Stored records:

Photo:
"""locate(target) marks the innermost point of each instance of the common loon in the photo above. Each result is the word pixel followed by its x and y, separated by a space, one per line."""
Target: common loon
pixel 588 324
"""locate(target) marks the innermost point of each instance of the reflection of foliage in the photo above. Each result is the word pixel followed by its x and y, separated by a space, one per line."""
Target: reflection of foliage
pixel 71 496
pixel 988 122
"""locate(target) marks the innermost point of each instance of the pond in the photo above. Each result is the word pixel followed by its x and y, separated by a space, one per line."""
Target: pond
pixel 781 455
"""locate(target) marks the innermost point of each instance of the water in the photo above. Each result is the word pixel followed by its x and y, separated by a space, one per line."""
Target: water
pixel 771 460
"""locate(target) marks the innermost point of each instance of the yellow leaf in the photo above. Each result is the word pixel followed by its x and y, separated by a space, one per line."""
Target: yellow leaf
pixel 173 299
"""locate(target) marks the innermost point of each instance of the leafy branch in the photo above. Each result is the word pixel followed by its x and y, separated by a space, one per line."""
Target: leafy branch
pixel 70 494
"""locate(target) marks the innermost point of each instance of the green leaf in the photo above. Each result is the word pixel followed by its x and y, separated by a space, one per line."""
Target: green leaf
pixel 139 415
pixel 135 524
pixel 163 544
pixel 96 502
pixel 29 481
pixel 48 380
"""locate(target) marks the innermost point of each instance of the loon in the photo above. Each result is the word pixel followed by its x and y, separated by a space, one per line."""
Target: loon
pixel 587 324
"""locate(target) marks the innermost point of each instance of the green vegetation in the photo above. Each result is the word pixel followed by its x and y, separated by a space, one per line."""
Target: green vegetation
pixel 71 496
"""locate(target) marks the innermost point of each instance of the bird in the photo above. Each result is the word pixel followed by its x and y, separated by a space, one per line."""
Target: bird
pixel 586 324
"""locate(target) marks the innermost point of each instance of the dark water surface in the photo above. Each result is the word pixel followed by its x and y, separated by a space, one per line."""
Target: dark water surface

## Prompt
Reproduce the stretch from the line containing "of the water" through the line containing "pixel 771 460", changing "water" to "lake" and keeping everything else the same.

## Task response
"""locate(target) marks the innermost point of each instance of the lake in the photo above. Each result is the word pixel followed by its x and y, separated by a space, one per line."""
Target: lake
pixel 771 460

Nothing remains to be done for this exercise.